THE PROBLEM. List each line in the records below that contains the string "shutter".

[Rows of box annotation data]
* * * * * * * * *
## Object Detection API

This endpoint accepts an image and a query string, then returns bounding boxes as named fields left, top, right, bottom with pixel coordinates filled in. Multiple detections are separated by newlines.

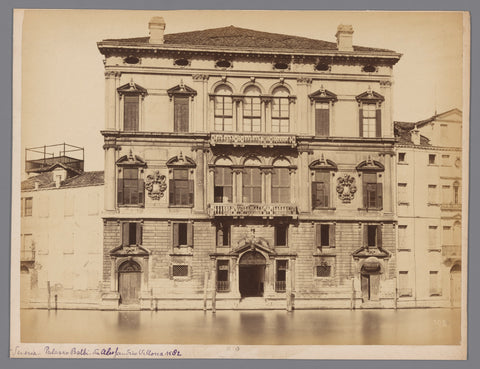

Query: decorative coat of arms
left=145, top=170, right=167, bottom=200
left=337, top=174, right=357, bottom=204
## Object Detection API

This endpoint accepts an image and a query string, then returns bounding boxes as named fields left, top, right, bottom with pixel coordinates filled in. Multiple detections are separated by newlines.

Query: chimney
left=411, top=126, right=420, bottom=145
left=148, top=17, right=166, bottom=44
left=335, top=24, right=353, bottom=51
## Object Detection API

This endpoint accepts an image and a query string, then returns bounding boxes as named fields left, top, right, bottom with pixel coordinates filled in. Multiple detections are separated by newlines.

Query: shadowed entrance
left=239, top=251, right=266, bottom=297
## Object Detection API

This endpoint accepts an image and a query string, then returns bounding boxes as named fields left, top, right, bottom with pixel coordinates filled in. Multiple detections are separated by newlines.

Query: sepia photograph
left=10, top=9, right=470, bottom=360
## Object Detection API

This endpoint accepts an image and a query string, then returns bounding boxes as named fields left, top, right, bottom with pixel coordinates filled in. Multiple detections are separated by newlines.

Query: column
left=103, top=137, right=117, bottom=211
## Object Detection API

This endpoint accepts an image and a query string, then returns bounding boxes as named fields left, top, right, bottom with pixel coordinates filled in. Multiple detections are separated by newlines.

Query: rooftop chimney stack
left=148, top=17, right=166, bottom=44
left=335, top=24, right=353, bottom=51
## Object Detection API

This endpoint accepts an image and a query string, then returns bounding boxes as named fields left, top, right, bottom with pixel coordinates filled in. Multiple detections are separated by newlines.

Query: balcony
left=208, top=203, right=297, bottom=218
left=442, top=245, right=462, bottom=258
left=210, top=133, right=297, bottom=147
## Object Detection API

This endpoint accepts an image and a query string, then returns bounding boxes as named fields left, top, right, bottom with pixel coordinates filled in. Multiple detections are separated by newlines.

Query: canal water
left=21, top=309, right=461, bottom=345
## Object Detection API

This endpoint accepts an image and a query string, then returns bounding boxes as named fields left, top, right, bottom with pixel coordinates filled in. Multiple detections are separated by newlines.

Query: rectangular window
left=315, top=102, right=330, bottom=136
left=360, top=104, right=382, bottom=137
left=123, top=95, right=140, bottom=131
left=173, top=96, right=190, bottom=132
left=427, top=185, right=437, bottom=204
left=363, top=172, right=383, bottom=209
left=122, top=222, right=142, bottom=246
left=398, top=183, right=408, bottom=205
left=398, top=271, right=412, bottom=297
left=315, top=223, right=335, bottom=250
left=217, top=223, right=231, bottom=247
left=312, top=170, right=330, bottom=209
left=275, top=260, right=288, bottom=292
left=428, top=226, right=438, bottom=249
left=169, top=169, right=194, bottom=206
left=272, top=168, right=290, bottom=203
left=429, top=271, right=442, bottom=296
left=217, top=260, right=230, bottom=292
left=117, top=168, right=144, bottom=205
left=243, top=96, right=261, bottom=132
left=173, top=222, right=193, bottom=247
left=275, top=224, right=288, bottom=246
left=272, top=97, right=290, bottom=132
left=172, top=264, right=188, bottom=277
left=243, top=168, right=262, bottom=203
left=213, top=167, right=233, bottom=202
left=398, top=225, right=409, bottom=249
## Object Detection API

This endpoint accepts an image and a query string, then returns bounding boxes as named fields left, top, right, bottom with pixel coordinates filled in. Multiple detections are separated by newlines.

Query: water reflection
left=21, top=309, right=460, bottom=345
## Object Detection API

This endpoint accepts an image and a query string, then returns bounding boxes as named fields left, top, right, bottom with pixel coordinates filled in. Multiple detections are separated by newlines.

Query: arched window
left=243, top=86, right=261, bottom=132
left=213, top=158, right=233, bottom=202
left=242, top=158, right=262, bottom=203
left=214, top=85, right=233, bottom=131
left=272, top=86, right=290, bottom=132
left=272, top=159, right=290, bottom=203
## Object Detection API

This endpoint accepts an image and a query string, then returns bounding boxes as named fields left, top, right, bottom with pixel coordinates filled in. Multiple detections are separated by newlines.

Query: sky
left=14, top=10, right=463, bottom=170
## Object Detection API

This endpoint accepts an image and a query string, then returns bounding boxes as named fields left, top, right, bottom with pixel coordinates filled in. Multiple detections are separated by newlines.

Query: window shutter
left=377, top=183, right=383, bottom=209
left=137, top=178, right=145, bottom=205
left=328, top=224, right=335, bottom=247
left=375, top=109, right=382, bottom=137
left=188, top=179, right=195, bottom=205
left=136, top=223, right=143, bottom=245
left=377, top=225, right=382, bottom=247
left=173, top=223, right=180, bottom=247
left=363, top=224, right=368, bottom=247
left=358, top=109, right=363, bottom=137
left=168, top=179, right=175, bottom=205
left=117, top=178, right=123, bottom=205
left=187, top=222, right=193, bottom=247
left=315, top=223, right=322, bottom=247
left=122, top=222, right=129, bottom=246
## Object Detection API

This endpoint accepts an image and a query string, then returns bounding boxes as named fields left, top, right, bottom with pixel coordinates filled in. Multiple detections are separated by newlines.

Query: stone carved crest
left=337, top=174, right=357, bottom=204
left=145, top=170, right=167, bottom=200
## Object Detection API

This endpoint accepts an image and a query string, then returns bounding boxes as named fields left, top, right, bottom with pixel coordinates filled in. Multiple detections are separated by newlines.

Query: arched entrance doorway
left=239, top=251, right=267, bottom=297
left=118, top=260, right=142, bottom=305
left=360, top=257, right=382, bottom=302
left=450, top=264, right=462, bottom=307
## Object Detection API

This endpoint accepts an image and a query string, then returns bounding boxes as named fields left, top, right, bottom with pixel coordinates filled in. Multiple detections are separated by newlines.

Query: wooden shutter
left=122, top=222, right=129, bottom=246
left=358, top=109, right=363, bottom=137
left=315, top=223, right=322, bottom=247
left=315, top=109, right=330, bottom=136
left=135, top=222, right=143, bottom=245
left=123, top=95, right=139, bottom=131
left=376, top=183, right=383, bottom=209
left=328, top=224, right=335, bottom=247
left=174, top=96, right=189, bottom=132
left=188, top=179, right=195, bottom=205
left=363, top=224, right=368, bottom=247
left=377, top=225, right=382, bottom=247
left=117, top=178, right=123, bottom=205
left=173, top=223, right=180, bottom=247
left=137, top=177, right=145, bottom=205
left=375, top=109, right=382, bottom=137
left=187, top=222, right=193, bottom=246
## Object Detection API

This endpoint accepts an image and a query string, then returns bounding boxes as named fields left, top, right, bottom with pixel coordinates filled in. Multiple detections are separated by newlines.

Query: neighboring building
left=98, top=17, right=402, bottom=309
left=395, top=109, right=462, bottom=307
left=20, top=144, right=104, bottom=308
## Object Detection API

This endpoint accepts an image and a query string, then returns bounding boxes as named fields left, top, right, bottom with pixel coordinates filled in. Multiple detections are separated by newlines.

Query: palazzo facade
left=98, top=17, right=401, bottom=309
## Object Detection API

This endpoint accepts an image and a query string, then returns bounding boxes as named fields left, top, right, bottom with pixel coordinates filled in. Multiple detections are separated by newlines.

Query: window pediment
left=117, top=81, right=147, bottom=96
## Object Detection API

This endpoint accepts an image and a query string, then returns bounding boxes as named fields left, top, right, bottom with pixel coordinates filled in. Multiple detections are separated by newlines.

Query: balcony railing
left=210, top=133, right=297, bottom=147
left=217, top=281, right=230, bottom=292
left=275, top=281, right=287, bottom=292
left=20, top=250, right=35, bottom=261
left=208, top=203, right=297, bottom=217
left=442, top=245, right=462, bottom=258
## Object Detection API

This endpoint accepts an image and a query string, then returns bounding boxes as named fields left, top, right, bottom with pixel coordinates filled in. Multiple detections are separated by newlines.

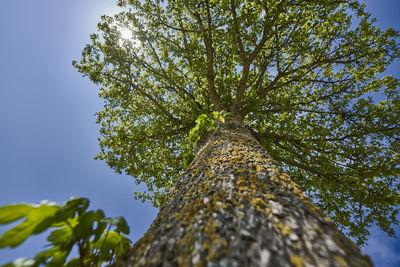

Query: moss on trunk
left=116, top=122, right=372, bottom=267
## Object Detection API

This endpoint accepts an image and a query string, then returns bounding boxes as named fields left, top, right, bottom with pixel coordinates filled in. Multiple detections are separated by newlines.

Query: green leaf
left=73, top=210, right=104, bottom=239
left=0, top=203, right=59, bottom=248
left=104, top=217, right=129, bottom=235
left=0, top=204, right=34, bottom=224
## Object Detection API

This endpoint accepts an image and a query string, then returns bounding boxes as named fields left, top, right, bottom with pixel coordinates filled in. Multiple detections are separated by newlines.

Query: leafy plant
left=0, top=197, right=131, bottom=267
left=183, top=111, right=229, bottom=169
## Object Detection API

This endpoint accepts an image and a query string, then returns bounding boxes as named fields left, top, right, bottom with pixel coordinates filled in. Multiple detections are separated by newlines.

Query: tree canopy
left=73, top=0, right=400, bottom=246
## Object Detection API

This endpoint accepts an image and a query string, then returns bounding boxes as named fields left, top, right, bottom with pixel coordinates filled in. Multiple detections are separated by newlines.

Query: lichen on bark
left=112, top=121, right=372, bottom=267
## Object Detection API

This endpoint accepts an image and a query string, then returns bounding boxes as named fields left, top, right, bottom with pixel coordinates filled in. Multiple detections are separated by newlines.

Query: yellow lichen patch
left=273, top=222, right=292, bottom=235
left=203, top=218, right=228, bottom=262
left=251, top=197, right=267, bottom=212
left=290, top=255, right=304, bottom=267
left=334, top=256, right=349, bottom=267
* * * * * * * * *
OUTPUT FOR THIS TASK.
Query: window shutter
Query: wooden shutter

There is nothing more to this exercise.